Job A: Pick out every line in the rows that contains the word "board" and copy each one.

By winter-spring 2001, energy interests, Ukrainian and Russian, played an
influential role in securing the dismissal of the first deputy prime
minister, Yulia Tymoshenko, and finally the then Prime Minister (and now
President) Viktor Yushchenko. Many Western Europeans never under-
stood that. Many Ukrainians have never forgotten it.

The first paragraph of the official (2003) "Energy Strategy of the Russian
Federation to 2020" is a model of understated honesty. It defines the
country's fuel and energy complex as an 'instrument for the conduct of
internal and external policy' and helpfully adds that 'the role of the
country in world energy markets to a large extent determines its
geopolitical influence'.[1]

What is this influence to be used for? In his "Wall Street Journal" article
of 11 January, Sergei Ivanov, Deputy Prime Minister and Minister of
Defence, stated that 'our top concern is the internal situation in some
members of the Commonwealth of Independent States'.

Should that concern trouble the EU, or is it time to accept, à la Ivanov,
that no one should attempt to 'change the geopolitical reality in a region
of Russia's strategic interest'?

Once again that question hangs in the balance. Russia's gas diplomacy with
Ukraine has been a shock to the European system, a reminder of its ability
to adopt a merciless approach to its 'legitimate interests' and a stinging
refutation of the EU mantra that 'Russia is a major and reliable supplier of
energy'. Yet after its recent enlargement, the reality for the EU is
dependence.

Today almost 60 per cent of natural gas in the EU-25 is imported: 50 per
cent of that from Russia and over 80 per cent of that via Ukraine. By 2030,
the proportion of imports is expected to reach 70 per cent. So the new EU
mantra has become 'energy strategy', and all agree that its premise must be
to reduce this dependence.

In principle, this need establishes a common interest between the EU and
Ukraine-and, for the latter, an enormous opportunity. But there is a world
of difference between ? common interest and a common front. Russia has
convinced many that it knows what it wants and knows how to get it. But
Ukraine?

Does Ukraine have the ability to define its interests, pursue them and do
what it says it will do? Is it capable of acting as the EU's partner and,
what is more, a future EU member? Or will the incompetence of its leaders,
the incoherence of its policy and the recklessness of its opponents throw
the opportunity away?

PERSPECTIVES OF RUSSIA
Today, few inside Europe's political establishment like Russia, and it is
fair to say that few inside Russia's political establishment care. Does it
matter? In the words of Gazprom's senior executive for the UK, Yuriy
Komorov, 'It does not matter if you like Russians. Whether it is gas, oil,
mining, wood, it is all here'. For seasoned pragmatists inside the EU, it
does not matter either.

But what does matter is the rules of the game. The rules were the first
casualty of the crisis. They existed for a long time, and they have bred
much complacency. 'Even during the Cold War, the Soviet Union never
used energy as a weapon!'

But during the Cold War, the Soviet Union used weapons as weapons and
by these means controlled what it needed to control. Unsettling Europe's
faith in the rules, and in its own reliability, was Russia's greatest blunder in
the crisis.

Job B: In the piece on Europe's energy ties with Russia and Ukraine, what share of imports in the EU's natural gas supply is expected by 2030?

Working data:
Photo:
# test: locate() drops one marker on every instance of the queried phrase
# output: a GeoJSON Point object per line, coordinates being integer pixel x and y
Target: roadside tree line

--

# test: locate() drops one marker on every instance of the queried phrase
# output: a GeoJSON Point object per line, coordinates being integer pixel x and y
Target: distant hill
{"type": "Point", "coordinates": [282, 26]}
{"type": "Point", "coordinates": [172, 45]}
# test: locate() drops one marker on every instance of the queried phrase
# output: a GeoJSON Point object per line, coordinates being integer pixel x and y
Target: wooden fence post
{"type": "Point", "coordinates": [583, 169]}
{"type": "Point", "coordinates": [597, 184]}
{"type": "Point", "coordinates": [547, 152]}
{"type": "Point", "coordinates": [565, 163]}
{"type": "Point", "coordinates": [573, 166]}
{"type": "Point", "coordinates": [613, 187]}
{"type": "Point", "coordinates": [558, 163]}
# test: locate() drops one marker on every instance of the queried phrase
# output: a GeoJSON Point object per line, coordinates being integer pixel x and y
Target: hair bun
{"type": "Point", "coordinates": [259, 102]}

---

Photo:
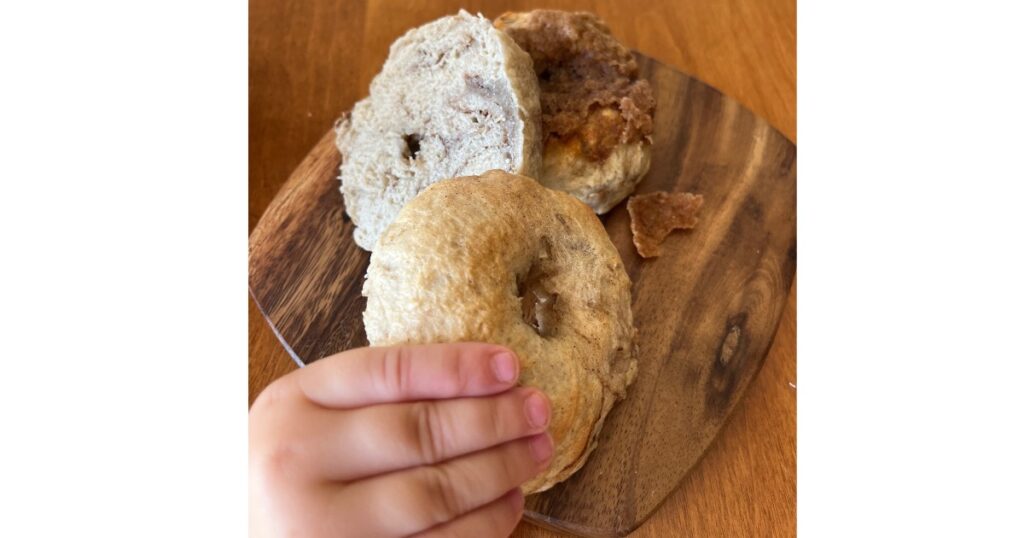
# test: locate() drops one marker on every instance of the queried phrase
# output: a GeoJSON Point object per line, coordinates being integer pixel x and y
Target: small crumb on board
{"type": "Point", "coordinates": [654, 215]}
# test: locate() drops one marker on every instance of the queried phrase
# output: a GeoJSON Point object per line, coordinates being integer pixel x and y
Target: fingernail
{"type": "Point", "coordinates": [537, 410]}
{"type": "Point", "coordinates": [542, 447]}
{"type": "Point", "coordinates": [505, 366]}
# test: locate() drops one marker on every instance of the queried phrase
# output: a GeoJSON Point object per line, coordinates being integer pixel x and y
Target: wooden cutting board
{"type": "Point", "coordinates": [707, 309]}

Final answer A:
Target: small crumb on board
Target: wooden cutting board

Final answer B: 70 percent.